# [List of tasks]
a) In the dbms_job discussion, write out everything from "Thanks alot." down to "can do there.", swapping "holidays" for "bank holidays".
b) Answer these about the dbms_job discussion:
(i) Which Oracle version is listed?
(ii) Which three holidays are given as examples of days the job should skip?
(iii) What parameter does the reply say to add to the procedure process_work_day_data?

Thanks for the question, Naveed.

Asked: October 29, 2001 - 11:04 am UTC

Last updated: October 29, 2001 - 11:04 am UTC

Version: 8.1.6

Viewed 1000+ times

You Asked

( New text added at end if 1st paragraph )
We are currently using the dbms_job package to schedule a job that should run every night Monday through Friday except on holidays. We can schedule it properly to run on weekdays, but how can we tell it to skip holidays ( for example not to run for Thanksgiving, Xmas and New Years ). We presently don't have any way to tell from the database if a certain date is a Holiday, but someone from our team said that we could setup a table, but we would have to maintain it anually to remove last years holidays, and add this years because they are know only after the first of the year.

I consulted Expert one-on-one Oracle( Appendix A ), and found that we can setup like below to skip Saturday and Sunday,

declare
l_job number;
begin
dbms_job.submit( job => l_job,
what => 'process_work_day_data;';
next_date => trunc( sysdate) + 1 + 1/24,
interval => 'trunc(sysdate + decode( to_char(sysdate, 'd' ), 6, 3, 1 ) + 1/24' );
end;
/

This would run 1:00 am M - F, but would not skip holidays. Do we need a scheduling package of some sort? Any recommendations?
Thanks alot.

and Tom said...


Yes, you would have to setup and maintain your own table of holidays -- some don't move (christmas), some do (thanksgiving)... Nothing I can do there.

Read on in the dbms_job chapter where I describe "custom scheduling". This is an exmaple of a next_date that is too hard to compute using a simple select from dual as dbms_job would do.

You will add a parameter p_next_date IN OUT date to your procedure process_work_day_data. It can then procedurally determine the next time it'll run. For exmaple it could be as easy as:

....
as
...
l_cnt number;
begin
p_next_date := trunc(sysdate);
loop
p_next_date := p_next_date+1;
if ( to_char(p_next_date,'Dy') not in ( 'Sat', 'Sun' ) )
then
select count(*) into l_cnt
from holidays
where dt_col = p_next_date;

if ( l_cnt = 0 )
then
EXIT; -- the loop, we found our day!!
end if;
end if;
end loop;
p_next_date := p_next_date+1/24;
......



That'll start p_next_date at sysdate+1. If that is NOT sat or sun AND we cannot find that day in the holidays table -- we exit out of the loop and add 1 hour. Else, we go and add 1 day and try again (and again) until we find a day that is not sat/sun and not in the holidays table.

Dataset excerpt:
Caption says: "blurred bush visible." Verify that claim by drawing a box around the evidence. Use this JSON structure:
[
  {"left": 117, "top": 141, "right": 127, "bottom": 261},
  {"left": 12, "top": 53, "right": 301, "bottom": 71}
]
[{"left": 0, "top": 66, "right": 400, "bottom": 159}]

# [Solutions to the problems]
a)
Thanks alot.

and Tom said...


Yes, you would have to setup and maintain your own table of bank holidays -- some don't move (christmas), some do (thanksgiving)... Nothing I can do there.

b)
(i) 8.1.6
(ii) Thanksgiving, Xmas and New Years
(iii) p_next_date IN OUT date